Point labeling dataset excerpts
···
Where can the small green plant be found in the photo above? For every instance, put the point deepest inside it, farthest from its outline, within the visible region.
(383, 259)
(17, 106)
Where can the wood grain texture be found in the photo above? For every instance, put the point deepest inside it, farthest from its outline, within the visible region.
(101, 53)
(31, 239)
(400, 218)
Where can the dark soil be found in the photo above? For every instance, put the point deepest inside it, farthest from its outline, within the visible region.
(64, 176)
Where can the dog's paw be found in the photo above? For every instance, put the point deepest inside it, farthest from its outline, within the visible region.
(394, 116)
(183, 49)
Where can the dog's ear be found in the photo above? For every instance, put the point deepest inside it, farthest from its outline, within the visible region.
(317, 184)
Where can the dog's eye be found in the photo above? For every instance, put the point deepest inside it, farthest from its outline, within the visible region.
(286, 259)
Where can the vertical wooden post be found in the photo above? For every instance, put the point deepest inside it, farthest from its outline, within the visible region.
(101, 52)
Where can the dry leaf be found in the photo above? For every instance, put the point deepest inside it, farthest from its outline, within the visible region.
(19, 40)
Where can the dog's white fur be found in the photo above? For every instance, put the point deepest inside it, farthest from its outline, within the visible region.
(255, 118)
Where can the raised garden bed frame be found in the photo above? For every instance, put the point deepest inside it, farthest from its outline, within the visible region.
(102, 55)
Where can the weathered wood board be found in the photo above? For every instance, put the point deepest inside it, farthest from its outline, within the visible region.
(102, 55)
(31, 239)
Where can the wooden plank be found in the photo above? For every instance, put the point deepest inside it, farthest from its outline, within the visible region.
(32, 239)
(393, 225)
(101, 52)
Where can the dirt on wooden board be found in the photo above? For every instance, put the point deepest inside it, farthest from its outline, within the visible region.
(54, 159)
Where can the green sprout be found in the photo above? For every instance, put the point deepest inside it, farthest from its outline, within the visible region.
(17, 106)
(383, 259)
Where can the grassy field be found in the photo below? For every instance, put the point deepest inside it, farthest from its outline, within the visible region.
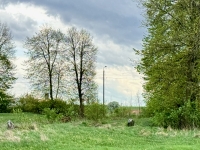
(35, 133)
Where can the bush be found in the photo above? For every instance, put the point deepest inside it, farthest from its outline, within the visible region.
(186, 116)
(52, 115)
(112, 106)
(95, 111)
(60, 106)
(5, 102)
(122, 112)
(42, 105)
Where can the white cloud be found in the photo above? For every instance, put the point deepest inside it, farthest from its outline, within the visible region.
(122, 80)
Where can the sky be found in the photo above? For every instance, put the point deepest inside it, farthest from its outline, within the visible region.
(116, 28)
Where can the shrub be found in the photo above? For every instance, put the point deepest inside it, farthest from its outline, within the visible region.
(52, 115)
(60, 106)
(43, 104)
(5, 102)
(122, 111)
(112, 106)
(95, 111)
(29, 104)
(186, 116)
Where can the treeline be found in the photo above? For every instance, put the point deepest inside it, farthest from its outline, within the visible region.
(58, 109)
(61, 65)
(171, 62)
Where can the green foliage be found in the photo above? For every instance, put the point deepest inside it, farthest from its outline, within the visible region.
(43, 104)
(186, 116)
(112, 106)
(52, 115)
(95, 111)
(6, 58)
(5, 102)
(60, 106)
(170, 62)
(122, 111)
(29, 104)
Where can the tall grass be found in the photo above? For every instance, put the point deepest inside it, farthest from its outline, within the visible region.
(113, 134)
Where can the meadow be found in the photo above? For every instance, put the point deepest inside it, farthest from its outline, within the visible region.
(36, 133)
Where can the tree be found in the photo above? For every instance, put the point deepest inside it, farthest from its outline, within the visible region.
(81, 58)
(170, 62)
(44, 67)
(6, 56)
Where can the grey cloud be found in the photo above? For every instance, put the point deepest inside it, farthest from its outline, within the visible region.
(121, 20)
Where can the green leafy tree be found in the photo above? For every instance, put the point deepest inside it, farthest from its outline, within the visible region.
(45, 67)
(81, 56)
(170, 61)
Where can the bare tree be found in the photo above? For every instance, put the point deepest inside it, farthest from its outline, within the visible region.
(81, 57)
(44, 52)
(6, 55)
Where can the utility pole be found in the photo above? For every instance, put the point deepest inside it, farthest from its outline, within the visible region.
(103, 90)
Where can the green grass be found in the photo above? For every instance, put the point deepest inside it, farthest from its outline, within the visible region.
(35, 133)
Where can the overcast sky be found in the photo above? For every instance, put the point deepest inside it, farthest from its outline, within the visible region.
(115, 25)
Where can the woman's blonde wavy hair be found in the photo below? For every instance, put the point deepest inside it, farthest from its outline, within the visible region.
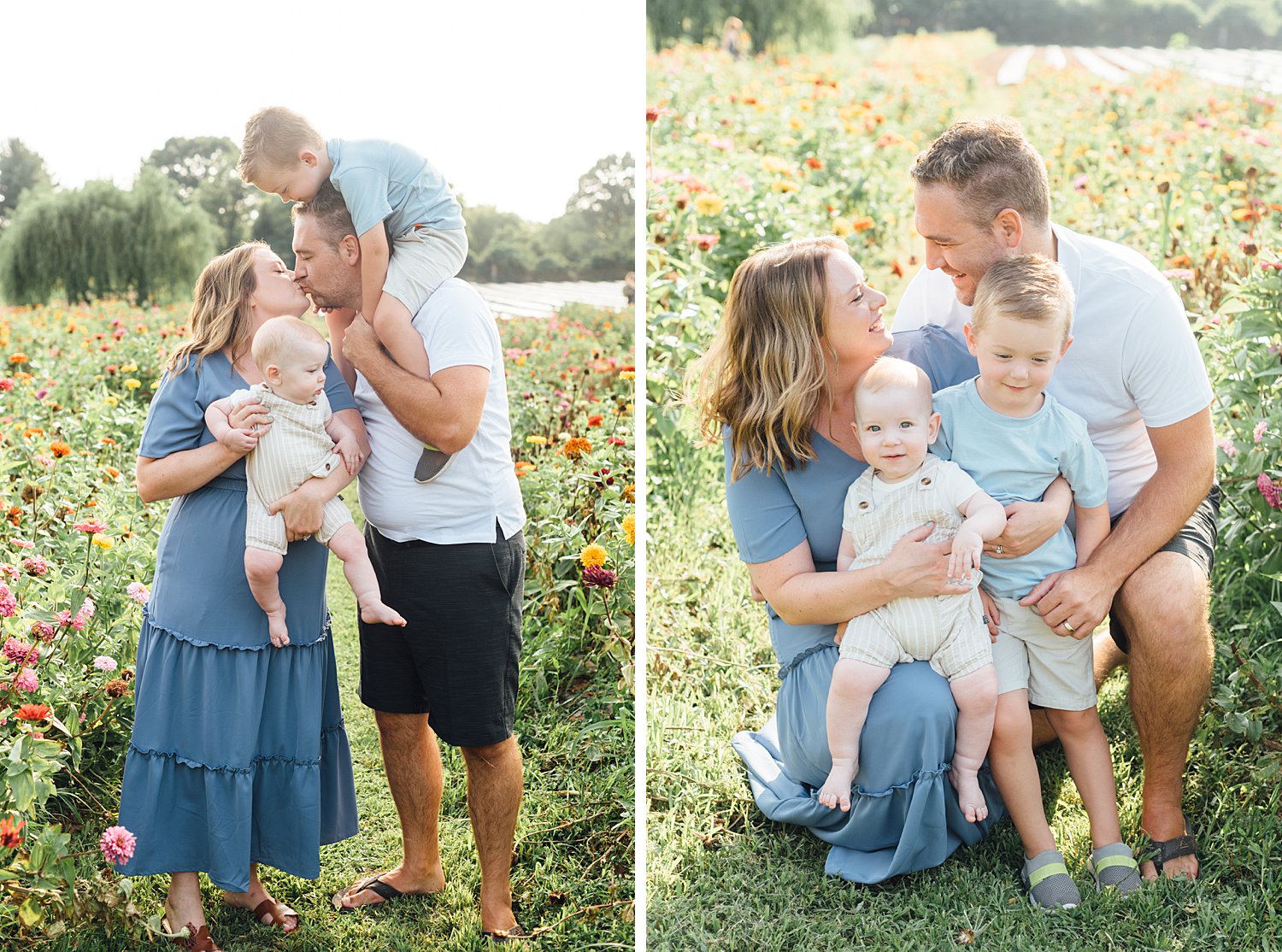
(766, 372)
(220, 308)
···
# Work to be completed
Return, word for word, the rows from the line containing "Where can the woman's" through the end of the rows above, including both ends. Omit the pictures from your answer.

# Solution to the exercise
Where can the woman's blonde wavy hair be found in the photo below? For every instance, put the point deepest inside it, farthest from its outline, within the visible region.
(766, 372)
(220, 308)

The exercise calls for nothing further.